-- Prompt --
The output is the line containing "one marker per instance, written like [1091,903]" plus every later line down to the end of the listing below, copied exactly. No pictures belong in it.

-- Record extracts --

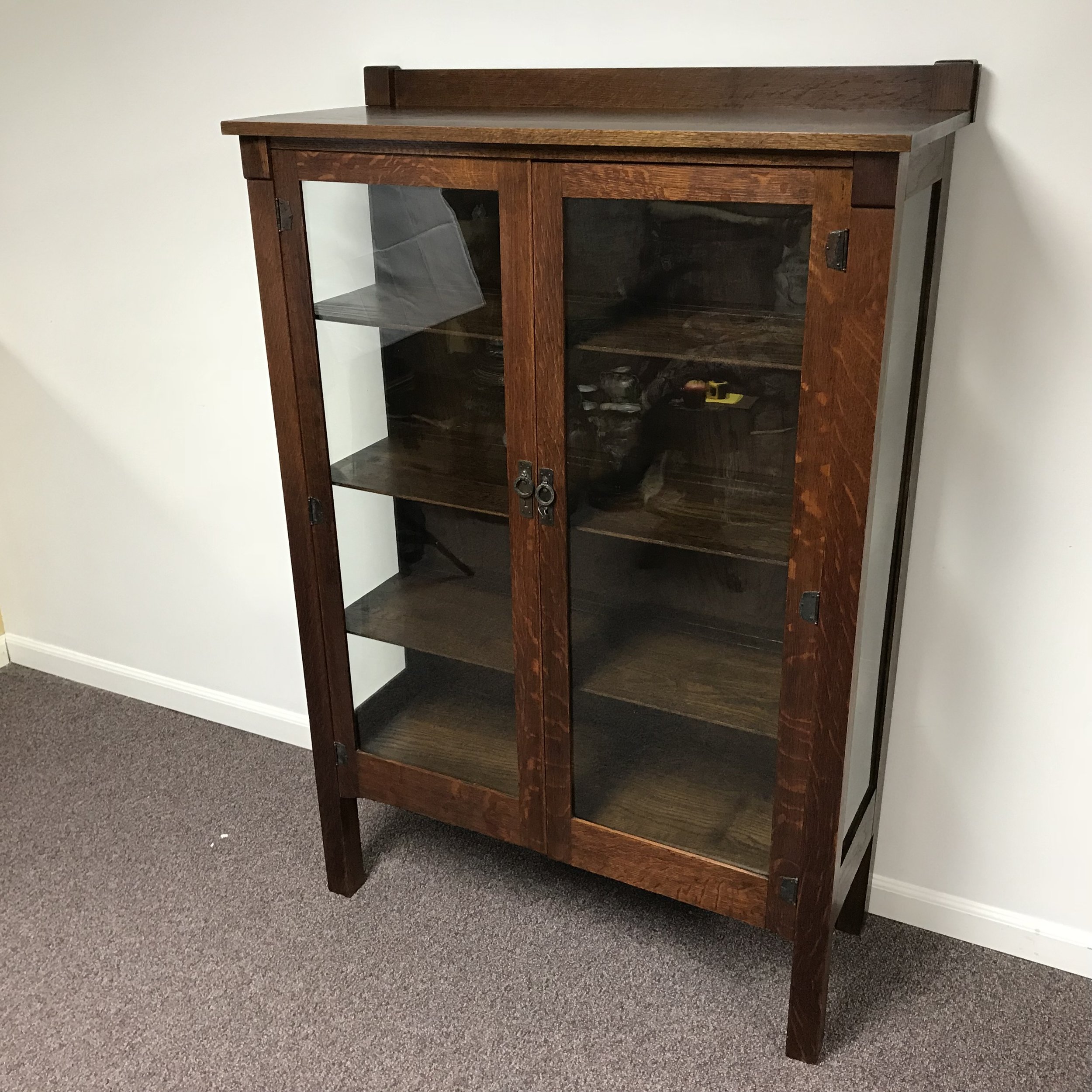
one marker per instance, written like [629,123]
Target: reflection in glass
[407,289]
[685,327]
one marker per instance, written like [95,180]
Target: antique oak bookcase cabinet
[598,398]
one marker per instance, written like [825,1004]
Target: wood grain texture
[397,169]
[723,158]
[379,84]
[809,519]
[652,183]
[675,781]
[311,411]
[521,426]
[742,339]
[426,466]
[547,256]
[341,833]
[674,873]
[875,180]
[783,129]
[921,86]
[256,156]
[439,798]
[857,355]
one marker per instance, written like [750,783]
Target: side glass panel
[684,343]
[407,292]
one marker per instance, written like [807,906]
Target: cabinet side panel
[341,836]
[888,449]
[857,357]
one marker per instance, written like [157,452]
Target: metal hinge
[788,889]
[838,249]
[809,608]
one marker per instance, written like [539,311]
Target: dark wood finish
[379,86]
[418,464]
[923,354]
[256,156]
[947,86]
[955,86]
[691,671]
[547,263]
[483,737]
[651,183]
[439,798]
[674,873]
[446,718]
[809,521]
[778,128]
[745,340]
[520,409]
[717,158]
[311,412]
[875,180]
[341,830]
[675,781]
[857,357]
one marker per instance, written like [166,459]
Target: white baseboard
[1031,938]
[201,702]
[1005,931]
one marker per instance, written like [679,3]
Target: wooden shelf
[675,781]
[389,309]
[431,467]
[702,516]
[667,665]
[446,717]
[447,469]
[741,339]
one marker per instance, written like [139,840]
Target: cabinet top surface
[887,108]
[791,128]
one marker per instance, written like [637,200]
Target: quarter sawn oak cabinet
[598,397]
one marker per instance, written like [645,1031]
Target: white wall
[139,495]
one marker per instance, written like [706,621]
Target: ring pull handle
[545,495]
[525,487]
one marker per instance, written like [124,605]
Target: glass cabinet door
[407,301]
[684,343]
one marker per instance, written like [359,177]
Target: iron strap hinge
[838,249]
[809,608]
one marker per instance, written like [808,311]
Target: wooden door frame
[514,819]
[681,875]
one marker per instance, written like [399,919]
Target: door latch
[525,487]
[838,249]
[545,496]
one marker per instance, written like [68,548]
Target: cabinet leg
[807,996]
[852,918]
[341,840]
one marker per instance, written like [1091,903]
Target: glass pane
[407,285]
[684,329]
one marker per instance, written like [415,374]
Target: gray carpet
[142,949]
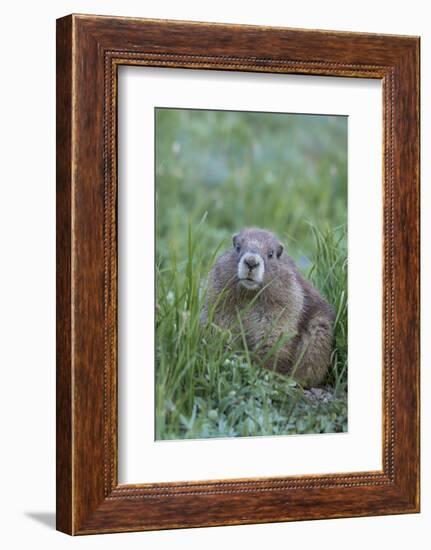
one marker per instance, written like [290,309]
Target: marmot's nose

-- Finished exercise --
one marker per instance, written like [1091,903]
Target: glass pane
[407,285]
[684,329]
one marker per instance, written like [415,374]
Target: gray carpet
[142,949]
one marker per instance, written like [290,309]
Target: marmot's nose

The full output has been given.